*EXPLORE THE MATERIAL*.
(A) Turn the paragraph of the blog post that begins "One important takeaway" into a short bulleted list that keeps its main facts.
(B) List every person mentioned by name in the blog post.
(C) According to the blog post, at about what point in the recording does the interview with Jacqueline Chen start?

*PASSAGE TO READ*.

## Friday, September 29, 2017

### "X is a social construct" and the perils of mining behavior.

After the infamous Google memo (and frankly for much longer if you work in algorithmic fairness), the idea of something being a "social construct" has popped up again, and I will admit that I've struggled with trying to understand what that means (damn you, focused engineering education!)

Ta-Nehisi Coates' article about race is a short and excellent read. But I also want to highlight something much closer to home. BYU Radio's Julie Rose did an interview with Jacqueline Chen (at the U) on her recent work on perceptions of race in the US vs Brazil.

The interview is here (and it's short - starting at around 20 minutes in) and in it Prof. Chen very masterfully lays out the way in which race is perceived and how it changes based on changes in context. The interview is based on a recently published paper ().

One important takeaway: the way in which one's racial identity is perceived varies greatly between the US (which appears to be influenced by parental information) vs Brazil (where skin color appears to be the dominant factor). More importantly, the idea of race as immutable vs changeable, a categorical attribute versus a continuous one, all vary.

And that's what we mean by saying that X (here, race) is a social construct. It's not saying that it's fictitious or less tangible. But that it's defined by the way we talk about it in society.

Why is this important? When we collect data as a way to predict behavior, we're making an implicit claim that behavior can be predicted (and explained) by intrinsic and often immutable descriptors of an individual. We use (or don't use) "race" as a feature when building models.

*Photo-based referring expression data*.
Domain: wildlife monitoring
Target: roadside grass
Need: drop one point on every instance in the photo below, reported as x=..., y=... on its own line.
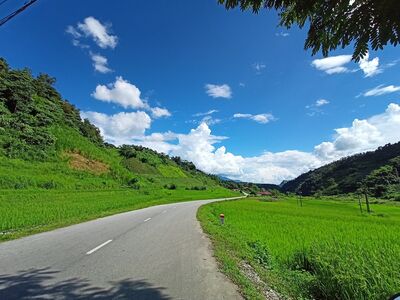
x=323, y=250
x=27, y=212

*RESULTS FOR EACH TASK*.
(A)
- How a person's racial identity is perceived differs greatly between the US and Brazil.
- In the US, perception appears to be shaped by information about a person's parents.
- In Brazil, skin color appears to be the main factor.
- The two places also differ on whether race is fixed or changeable, and whether it is a category or a continuous attribute.

(B)
- Ta-Nehisi Coates
- Julie Rose
- Jacqueline Chen

(C) Around 20 minutes in.